Top of SUPPLIED PASSAGE
What information can be shared with the health and safety committee and the Union?

Members of the health and safety committee and local executives have expressed frustration that their employers are refusing to share the contact tracing information provided to public health. Moreover, some employers are arbitrarily attributing nearly all positive cases among workers to “community transmission.”[2]

Generally, health and safety committees receive information about incidents that happen in a workplace. They perform investigations so that they may develop recommendations to improve worker health and safety.  This includes receiving occupational health and safety reports in the employer’s possession. Reports should include the number of COVID-19 positive cases among workers/clients and their locations (buildings, departments, wings, off-site locations, etc).

In some jurisdictions, the health and safety committee and the Union are entitled to receive notice from the employer of any claim of occupational illness with the workers compensation board (this would include COVID-19). Requirements related to filing a worker’s compensation claim vary by jurisdiction. There are different reporting and information collection requirements, be sure to verify the requirements of your jurisdiction. 

  • If employers are not forthcoming with the information when COVID-19-infected persons are identified among workers or arbitrarily attribute all workplace cases to community transmission without proper investigation, the health and safety committee members and the local can use the health and safety committee to address thes issues. Checklist tools have been created to help the health and safety committee and the Local identify and address problems in the COVID-19 response plan, in the investigation process or in the event of a COVID-19 infection.

It is crucial to ensure that information collection, storage, retention, communication and disposal complies with relevant privacy legislation. Failure to protect this information can lead to stigmatization, bullying and harassment, and an increase in mental health impacts on workers. These risks must be considered.
Bottom of SUPPLIED PASSAGE
Top of STUDY MATERIAL
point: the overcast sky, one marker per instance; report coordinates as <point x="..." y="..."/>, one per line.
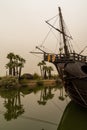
<point x="22" y="27"/>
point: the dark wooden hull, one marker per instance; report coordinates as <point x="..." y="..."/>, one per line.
<point x="74" y="118"/>
<point x="75" y="81"/>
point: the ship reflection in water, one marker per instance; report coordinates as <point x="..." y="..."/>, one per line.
<point x="74" y="118"/>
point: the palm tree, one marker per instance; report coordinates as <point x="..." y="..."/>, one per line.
<point x="21" y="65"/>
<point x="49" y="71"/>
<point x="40" y="64"/>
<point x="45" y="69"/>
<point x="10" y="56"/>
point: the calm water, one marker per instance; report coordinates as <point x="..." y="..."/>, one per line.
<point x="44" y="109"/>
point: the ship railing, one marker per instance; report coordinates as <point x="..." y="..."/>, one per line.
<point x="72" y="57"/>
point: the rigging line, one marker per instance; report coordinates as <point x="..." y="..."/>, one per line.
<point x="48" y="33"/>
<point x="39" y="120"/>
<point x="52" y="17"/>
<point x="37" y="56"/>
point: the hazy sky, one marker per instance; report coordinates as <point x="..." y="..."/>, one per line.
<point x="22" y="27"/>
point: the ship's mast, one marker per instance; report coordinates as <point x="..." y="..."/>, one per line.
<point x="63" y="33"/>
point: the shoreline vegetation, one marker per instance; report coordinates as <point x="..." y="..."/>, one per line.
<point x="14" y="78"/>
<point x="12" y="82"/>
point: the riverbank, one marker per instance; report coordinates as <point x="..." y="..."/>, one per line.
<point x="34" y="83"/>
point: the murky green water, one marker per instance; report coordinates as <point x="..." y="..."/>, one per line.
<point x="45" y="109"/>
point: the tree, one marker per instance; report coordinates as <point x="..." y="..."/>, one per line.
<point x="21" y="65"/>
<point x="49" y="71"/>
<point x="10" y="56"/>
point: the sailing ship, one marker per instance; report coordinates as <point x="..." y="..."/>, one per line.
<point x="71" y="66"/>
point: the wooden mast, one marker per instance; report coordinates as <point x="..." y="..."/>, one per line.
<point x="63" y="34"/>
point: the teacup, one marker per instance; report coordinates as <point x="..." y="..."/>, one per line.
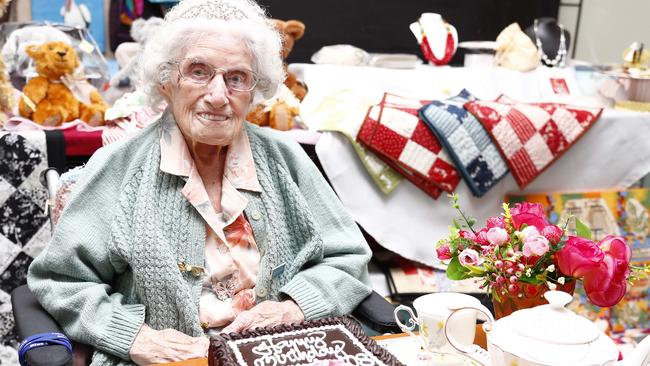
Bottom of STUDY MATERIAL
Rewrite the COVID-19 information-sharing text from "Generally, health and" up to and including "requirements of your jurisdiction.", replacing "occupational illness" with "work-related illness".

REPLY:
Generally, health and safety committees receive information about incidents that happen in a workplace. They perform investigations so that they may develop recommendations to improve worker health and safety.  This includes receiving occupational health and safety reports in the employer’s possession. Reports should include the number of COVID-19 positive cases among workers/clients and their locations (buildings, departments, wings, off-site locations, etc).

In some jurisdictions, the health and safety committee and the Union are entitled to receive notice from the employer of any claim of work-related illness with the workers compensation board (this would include COVID-19). Requirements related to filing a worker’s compensation claim vary by jurisdiction. There are different reporting and information collection requirements, be sure to verify the requirements of your jurisdiction.